• [CHALLENGES]
A: Answer each question from the passage on data science.
(i) Which remote sensing device does the passage name as an example?
(ii) Of what field is machine learning described as a subset?
(iii) According to the passage, what would once have taken months to build and run?
B: Reproduce the stretch of the passage on data science from "The rate of" through "field: data science.".
C: Render this sentence from the passage on data science in Spanish: "The technique does not require explicit instruction on how to quantify these relations."
** start PASSAGE GIVEN **
The rate of data collection has grown exponentially across the globe. In our own industry, the advancement of remote sensing devices such as LiDARs, ubiquity of satellite-based measurements and the growth of operating assets rich in sensors has resulted in the storage of ever-increasing terabytes of data, which if analysed intelligently, can be used to help make highly impactful business decisions. In fact, this information boom has led to the growth of a whole new multi-disciplinary field: data science.

Data science utilises scientific methods to extract knowledge, gather insights and build predictive models from data which in turn can be used to design more efficient renewable projects or increase the performance of operational assets to maximise return on investment. What’s more, whereas in the past it would have taken months to build and run complex predictive models, high performance computing and powerful open-source software libraries now enables us at RES to do this in minutes.

Machine learning
One of the fields that modern-day data scientists excel in is machine learning, a subset of artificial intelligence. In many respects machine learning is simply a synonym for predictive modelling (i.e. using statistics to predict outcomes) and is defined as the use of algorithms and statistical models to learn patterns and trends within complex datasets.

While analytical models (developed from a fundamental understanding of a problem) are highly accurate and are based on mathematical models derived from centuries of academic literature, there is no mathematical formula to describe how, for example, groups of consumers behave. This is where machine learning is useful – we use masses of historical data to determine how consumers tend to behave, on average, then use that as our best guess.

Machine learning lets the data do the talking by quantifying the relationships between variables empirically. The technique does not require explicit instruction on how to quantify these relations. The relations – if they exist – are automatically “learned” via algorithms that search for structure within data. If relationships between variables change over time or space, the model can be programmed to adapt and learn.
** end PASSAGE GIVEN **
** start EXCERPTED DATA **
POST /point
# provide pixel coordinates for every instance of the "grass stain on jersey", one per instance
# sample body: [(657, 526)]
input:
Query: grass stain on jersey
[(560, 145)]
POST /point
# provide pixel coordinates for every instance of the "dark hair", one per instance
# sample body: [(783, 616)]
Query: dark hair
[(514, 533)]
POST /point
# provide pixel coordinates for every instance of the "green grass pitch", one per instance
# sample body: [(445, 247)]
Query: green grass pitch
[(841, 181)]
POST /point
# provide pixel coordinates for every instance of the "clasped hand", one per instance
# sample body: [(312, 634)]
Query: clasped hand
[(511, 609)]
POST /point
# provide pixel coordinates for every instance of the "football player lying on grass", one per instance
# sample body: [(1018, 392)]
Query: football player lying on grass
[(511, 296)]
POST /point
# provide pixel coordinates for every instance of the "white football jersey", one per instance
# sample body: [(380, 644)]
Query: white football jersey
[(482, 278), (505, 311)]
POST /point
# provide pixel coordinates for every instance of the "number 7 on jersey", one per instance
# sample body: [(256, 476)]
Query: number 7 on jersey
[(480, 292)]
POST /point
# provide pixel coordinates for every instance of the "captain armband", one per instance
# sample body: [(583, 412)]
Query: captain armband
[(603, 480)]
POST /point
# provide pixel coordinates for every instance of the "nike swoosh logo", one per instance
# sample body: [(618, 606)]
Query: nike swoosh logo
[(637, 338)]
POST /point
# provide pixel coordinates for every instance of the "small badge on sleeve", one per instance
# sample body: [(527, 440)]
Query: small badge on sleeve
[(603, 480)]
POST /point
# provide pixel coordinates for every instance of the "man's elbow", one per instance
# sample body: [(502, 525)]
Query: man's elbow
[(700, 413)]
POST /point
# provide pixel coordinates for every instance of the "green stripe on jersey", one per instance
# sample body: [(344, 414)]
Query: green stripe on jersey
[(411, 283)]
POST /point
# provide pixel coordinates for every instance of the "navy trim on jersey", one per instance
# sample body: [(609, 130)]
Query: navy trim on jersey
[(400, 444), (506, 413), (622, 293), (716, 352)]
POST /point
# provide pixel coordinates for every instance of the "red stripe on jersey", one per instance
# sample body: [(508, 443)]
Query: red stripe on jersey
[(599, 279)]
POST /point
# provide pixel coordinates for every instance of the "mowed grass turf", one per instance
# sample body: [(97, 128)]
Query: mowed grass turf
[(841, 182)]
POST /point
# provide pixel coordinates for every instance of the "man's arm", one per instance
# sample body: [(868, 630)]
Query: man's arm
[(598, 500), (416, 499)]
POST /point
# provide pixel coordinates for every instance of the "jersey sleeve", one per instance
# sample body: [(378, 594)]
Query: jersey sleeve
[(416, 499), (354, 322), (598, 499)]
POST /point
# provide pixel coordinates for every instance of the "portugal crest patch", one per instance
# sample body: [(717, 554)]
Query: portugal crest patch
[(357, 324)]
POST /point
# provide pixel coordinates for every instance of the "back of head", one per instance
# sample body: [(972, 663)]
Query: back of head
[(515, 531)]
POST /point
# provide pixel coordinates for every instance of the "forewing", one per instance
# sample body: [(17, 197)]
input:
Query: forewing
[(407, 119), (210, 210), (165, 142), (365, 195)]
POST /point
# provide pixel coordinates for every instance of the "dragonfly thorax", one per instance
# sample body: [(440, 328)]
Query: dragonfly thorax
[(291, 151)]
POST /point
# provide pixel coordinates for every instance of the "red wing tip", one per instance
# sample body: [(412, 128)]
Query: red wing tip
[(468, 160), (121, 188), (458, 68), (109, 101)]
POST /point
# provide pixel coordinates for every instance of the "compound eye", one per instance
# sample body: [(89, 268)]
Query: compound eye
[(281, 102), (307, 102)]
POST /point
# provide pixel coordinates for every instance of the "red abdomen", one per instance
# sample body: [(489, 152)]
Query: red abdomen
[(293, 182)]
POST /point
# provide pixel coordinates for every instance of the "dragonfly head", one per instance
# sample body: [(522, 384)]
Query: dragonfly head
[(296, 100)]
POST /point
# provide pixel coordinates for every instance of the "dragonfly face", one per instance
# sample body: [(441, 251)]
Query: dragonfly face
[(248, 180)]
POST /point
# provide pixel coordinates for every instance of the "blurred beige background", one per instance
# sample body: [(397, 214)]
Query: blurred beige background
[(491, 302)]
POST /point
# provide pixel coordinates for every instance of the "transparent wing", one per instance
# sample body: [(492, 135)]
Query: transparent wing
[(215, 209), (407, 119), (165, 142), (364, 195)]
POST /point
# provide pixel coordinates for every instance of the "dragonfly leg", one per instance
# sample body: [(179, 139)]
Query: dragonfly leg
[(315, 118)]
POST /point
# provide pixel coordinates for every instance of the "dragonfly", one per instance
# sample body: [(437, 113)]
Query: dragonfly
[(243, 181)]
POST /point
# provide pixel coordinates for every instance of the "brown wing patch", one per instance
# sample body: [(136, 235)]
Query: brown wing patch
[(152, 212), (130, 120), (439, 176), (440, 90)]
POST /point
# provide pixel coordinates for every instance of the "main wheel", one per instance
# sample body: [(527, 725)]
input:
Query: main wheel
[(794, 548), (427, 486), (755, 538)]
** end EXCERPTED DATA **
• [ANSWERS TO EACH TASK]
A:
(i) LiDARs
(ii) Artificial intelligence
(iii) Complex predictive models

B:
The rate of data collection has grown exponentially across the globe. In our own industry, the advancement of remote sensing devices such as LiDARs, ubiquity of satellite-based measurements and the growth of operating assets rich in sensors has resulted in the storage of ever-increasing terabytes of data, which if analysed intelligently, can be used to help make highly impactful business decisions. In fact, this information boom has led to the growth of a whole new multi-disciplinary field: data science.

C: La técnica no requiere instrucciones explícitas sobre cómo cuantificar estas relaciones.